Textabschnitt →
Dem Subjektiven, der Subjektivität begegnen wir im Realen, das heißt, das Subjektive gehört zu einer Ordnung, die weder symbolisiert noch imaginarisiert werden kann (dies ist Lacans früheste und stabilste Bestimmung des Realen19). Im Kontext des Psychose-Seminar heißt dies außerdem: Wir begegnen dem Subjektiven als etwas, das im Symbolischen verworfen ist (was im Symbolischen verworfen ist, kehrt im Realen wieder, das ist eine der in diesem Seminar ausgearbeiteten Thesen).
Das reale Subjekt liegt jedoch nicht einfach außerhalb des Symbolischen. Es bedient sich des Signifikantenspiels – um zu täuschen, um etwas der Symbolisierung zu entziehen. Die Subjektivität muss demnach als eine Beziehung zwischen dem Realen und dem Symbolischen aufgefasst werden, worin etwas Reales (etwas Unsymbolisierbares) im Symbolischen wirksam ist, allerdings: als Täuschungsmanöver.
Das ist keineswegs ein vorübergehender Einfall. Sechzehn Jahre später, in L’étourdit, kommt Lacan auf die Bemerkung im Psychose-Seminar zurück und fasst sie so zusammen: Das Subjekt ist, als Bedeutungseffekt, „die Antwort des Realen“, die sich auf den „asemantischen Signifikanten“ bezieht.20
Wenn man das, vielleicht etwas unvorsichtig, auf die Signifikanten-Definition aus dem Identifizierungs-Seminar bezieht, ergibt sich, dass das Subjekt von einem Signifikanten für einen anderen Signifikanten repräsentiert wird, um zu täuschen. Und das für könnte so übersetzt werden: für Täuschungszwecke, gewissermaßen, um etwas Reales dem Zugriff zu entziehen.

Erwartete Leistung →
Fassen Sie den Textabschnitt über Lacans Bestimmung der Subjektivität in drei Sätzen zusammen.

Angaben →
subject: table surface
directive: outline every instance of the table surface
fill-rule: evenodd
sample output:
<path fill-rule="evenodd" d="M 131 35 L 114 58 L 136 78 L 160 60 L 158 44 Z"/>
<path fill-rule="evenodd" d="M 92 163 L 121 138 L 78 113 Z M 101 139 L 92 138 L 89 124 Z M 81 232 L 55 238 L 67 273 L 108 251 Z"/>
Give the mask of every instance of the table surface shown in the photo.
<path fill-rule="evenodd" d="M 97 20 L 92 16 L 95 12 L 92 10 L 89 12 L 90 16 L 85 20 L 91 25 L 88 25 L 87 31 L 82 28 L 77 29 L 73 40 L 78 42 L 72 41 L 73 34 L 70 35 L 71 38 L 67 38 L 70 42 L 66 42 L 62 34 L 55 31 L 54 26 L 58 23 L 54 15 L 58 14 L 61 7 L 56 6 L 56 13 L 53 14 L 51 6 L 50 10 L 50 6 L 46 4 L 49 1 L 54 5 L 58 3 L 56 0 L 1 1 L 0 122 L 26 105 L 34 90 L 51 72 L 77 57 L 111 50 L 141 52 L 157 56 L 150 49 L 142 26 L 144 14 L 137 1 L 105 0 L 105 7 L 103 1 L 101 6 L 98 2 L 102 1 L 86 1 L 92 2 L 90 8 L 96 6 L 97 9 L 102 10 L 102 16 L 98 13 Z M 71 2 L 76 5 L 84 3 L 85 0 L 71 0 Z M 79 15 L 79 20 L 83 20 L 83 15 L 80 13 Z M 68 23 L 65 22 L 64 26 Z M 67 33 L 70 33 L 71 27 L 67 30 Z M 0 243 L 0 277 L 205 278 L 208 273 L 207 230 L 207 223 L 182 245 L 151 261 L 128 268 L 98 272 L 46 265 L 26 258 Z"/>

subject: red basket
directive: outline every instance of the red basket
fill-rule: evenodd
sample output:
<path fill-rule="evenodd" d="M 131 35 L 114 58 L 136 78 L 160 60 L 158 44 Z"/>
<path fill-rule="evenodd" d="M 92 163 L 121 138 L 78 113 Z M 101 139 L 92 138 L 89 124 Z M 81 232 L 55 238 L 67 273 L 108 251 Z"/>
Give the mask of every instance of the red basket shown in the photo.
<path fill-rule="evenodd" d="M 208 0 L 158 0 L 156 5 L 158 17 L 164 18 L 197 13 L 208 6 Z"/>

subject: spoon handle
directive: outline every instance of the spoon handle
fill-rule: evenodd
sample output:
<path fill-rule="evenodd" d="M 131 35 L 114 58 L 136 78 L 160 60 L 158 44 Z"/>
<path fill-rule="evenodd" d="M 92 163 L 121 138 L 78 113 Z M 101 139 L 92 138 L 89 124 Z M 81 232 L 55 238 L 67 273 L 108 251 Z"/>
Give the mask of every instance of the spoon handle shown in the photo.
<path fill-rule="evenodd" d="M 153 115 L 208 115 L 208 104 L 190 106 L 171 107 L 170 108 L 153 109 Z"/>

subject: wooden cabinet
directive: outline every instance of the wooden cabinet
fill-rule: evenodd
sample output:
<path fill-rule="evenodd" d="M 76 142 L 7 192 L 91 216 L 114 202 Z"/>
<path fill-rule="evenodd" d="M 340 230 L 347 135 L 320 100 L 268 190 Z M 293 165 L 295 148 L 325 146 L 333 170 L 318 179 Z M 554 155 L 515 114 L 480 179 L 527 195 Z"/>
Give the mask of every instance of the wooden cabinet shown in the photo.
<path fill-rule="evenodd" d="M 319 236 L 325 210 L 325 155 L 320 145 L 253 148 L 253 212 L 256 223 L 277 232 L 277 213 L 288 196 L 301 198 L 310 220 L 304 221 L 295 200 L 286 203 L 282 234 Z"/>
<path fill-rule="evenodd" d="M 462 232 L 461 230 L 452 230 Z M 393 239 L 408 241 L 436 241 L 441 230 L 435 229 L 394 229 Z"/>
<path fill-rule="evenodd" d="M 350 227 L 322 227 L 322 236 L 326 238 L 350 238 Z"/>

Ergebnis →
Dem Subjektiven begegnet man im Realen, also in einer Ordnung, die weder symbolisiert noch imaginarisiert werden kann, und zwar als etwas, das im Symbolischen verworfen ist. Das reale Subjekt liegt jedoch nicht einfach außerhalb des Symbolischen, sondern bedient sich des Signifikantenspiels, um zu täuschen und etwas der Symbolisierung zu entziehen. Sechzehn Jahre später greift Lacan diese Bemerkung in L’étourdit wieder auf, und bezogen auf die Signifikanten-Definition aus dem Identifizierungs-Seminar wird das Subjekt von einem Signifikanten für einen anderen Signifikanten repräsentiert, um zu täuschen.